**Kutipan Dokumen**:
▶
• Kamis, 31 Juli 2025

Industri Tapioka Lampung Terancam Mati, PPTTI Desak Penghentikan Impor dan Penetapan Harga Nasional

Rabu, 30 Juli 2025 - 13.36 WIB
742

Ketua I/Direktur Eksekutif PPTTI, Haru Nurdi. Foto: Ist

Kupastuntas.co, Metro - Perhimpunan Pengusaha Tepung Tapioka Indonesia (PPTTI) mendesak pemerintah pusat segera mengambil langkah konkret untuk menyelamatkan industri tapioka nasional yang dinilai tengah mengalami tekanan berat, khususnya di Provinsi Lampung sebagai salah satu sentra produksi utama singkong dan tepung tapioka.

Desakan tersebut disampaikan Ketua Umum PPTTI, Welly Soegiono, melalui Ketua I yang juga menjabat sebagai Direktur Eksekutif, Haru Nurdi saat dikonfirmasi Kupastuntas.co melalui sambungan telepon, Rabu (30/7/2025).

Menurutnya, terdapat sejumlah persoalan yang mengancam kelangsungan usaha di sektor ini, antara lain masuknya produk impor, ketidakseimbangan harga, serta perbedaan pandangan antara petani dan pelaku industri terkait kualitas bahan baku.
◀
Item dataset
▶
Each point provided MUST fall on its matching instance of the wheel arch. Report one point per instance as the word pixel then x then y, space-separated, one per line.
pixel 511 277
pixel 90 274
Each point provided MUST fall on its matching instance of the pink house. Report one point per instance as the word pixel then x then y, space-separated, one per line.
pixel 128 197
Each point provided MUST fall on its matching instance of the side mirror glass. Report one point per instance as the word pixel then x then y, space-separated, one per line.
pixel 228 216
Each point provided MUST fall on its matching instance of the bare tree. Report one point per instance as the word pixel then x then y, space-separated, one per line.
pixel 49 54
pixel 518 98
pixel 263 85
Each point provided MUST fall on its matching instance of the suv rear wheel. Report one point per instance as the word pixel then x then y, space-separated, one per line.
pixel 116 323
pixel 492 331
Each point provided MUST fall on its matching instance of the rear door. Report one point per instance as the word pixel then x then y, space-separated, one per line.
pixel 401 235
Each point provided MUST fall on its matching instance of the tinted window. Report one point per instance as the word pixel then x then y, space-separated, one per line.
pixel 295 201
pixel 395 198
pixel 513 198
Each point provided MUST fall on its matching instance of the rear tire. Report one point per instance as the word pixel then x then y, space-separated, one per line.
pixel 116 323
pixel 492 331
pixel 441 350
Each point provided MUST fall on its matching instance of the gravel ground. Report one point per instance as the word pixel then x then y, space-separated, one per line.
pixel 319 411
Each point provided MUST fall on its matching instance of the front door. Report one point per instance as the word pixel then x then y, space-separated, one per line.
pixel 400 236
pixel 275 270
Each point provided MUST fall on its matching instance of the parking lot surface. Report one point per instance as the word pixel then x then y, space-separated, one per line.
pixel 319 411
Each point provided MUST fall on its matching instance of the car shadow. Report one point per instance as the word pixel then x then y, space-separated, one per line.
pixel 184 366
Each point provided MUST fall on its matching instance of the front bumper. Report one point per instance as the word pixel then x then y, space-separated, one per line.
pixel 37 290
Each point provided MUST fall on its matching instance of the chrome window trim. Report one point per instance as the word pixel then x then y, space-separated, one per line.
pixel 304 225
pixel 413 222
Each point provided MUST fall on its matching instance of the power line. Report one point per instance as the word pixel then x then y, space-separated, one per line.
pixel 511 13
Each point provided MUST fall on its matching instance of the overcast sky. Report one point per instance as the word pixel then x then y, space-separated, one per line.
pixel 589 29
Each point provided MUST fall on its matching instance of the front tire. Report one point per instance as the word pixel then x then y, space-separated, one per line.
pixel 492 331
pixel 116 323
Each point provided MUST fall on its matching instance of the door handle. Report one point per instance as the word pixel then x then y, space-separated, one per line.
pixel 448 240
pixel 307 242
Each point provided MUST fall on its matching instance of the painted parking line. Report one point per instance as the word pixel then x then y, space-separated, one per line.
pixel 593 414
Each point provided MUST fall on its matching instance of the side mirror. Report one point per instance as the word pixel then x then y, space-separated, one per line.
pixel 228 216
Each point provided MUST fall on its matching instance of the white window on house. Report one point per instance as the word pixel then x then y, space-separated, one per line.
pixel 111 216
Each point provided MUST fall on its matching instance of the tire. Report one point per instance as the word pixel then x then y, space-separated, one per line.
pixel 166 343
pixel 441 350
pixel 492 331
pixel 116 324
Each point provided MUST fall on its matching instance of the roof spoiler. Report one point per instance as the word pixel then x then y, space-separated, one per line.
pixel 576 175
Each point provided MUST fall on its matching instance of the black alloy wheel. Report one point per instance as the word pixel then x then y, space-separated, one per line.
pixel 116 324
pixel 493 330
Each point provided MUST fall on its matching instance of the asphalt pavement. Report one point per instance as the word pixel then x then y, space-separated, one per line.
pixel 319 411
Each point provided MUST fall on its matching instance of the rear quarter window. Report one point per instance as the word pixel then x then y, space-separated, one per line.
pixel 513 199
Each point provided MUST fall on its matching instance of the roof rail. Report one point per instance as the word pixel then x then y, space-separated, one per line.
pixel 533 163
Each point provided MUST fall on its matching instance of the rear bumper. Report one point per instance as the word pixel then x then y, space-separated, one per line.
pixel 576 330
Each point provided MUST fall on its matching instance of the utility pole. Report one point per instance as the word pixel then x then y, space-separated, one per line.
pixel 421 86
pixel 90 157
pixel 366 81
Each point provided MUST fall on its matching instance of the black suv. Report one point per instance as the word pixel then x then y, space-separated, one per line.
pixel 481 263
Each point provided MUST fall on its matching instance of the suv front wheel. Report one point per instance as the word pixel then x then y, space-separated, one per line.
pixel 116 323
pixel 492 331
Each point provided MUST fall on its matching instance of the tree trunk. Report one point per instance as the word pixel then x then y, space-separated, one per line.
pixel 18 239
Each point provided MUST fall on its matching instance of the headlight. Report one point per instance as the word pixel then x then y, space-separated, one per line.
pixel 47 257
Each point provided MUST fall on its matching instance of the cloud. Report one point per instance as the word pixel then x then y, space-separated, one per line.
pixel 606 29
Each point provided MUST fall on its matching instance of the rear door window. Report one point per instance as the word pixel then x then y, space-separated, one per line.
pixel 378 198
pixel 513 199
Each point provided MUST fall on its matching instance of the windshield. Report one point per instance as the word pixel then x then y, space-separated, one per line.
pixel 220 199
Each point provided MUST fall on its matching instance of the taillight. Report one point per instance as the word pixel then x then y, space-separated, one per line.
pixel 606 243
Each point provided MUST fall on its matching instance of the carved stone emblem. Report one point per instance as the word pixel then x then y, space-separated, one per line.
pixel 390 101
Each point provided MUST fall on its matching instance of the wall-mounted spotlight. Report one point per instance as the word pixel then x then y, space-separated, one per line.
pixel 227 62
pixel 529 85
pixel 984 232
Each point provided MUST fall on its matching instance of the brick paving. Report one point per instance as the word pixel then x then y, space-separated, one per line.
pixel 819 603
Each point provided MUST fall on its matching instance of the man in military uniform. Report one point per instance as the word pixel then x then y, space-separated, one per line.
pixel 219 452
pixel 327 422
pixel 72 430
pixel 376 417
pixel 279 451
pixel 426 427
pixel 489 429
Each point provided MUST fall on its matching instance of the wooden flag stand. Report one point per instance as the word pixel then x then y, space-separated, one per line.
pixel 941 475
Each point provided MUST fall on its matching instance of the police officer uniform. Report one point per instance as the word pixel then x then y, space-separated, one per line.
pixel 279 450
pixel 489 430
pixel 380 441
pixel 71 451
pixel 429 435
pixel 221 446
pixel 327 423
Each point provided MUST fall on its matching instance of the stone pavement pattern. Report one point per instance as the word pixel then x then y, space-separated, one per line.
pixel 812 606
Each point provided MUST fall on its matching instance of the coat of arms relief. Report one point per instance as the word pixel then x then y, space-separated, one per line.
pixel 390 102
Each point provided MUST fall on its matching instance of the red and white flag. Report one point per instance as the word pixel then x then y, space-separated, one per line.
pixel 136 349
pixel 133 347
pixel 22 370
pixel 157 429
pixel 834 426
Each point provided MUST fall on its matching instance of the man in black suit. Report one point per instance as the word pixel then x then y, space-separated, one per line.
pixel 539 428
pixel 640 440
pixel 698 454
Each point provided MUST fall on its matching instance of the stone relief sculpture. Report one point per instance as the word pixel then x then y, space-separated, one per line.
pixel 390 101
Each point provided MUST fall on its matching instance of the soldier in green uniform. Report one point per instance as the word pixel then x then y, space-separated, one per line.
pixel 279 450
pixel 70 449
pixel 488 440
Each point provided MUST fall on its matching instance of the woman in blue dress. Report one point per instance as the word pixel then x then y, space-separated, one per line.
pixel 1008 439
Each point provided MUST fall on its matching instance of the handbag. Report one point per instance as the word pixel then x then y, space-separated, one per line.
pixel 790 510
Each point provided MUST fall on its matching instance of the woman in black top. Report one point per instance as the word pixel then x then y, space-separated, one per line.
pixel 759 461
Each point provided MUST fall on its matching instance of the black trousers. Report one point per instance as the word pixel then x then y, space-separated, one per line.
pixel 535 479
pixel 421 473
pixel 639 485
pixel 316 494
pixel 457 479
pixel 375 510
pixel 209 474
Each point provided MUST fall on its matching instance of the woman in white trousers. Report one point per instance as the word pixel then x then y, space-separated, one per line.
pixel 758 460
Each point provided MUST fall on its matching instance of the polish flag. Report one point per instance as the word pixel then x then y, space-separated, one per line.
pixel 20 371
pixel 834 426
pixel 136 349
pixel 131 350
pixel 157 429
◀
**Yang Harus Dikerjakan**:
Salin ulang bagian artikel tentang industri tapioka Lampung di atas secara persis, mulai dari "Rabu, 30 Juli" sampai dengan "telepon, Rabu (30/7/2025).".

**Penyelesaian Soal**:
Rabu, 30 Juli 2025 - 13.36 WIB
742

Ketua I/Direktur Eksekutif PPTTI, Haru Nurdi. Foto: Ist

Kupastuntas.co, Metro - Perhimpunan Pengusaha Tepung Tapioka Indonesia (PPTTI) mendesak pemerintah pusat segera mengambil langkah konkret untuk menyelamatkan industri tapioka nasional yang dinilai tengah mengalami tekanan berat, khususnya di Provinsi Lampung sebagai salah satu sentra produksi utama singkong dan tepung tapioka.

Desakan tersebut disampaikan Ketua Umum PPTTI, Welly Soegiono, melalui Ketua I yang juga menjabat sebagai Direktur Eksekutif, Haru Nurdi saat dikonfirmasi Kupastuntas.co melalui sambungan telepon, Rabu (30/7/2025).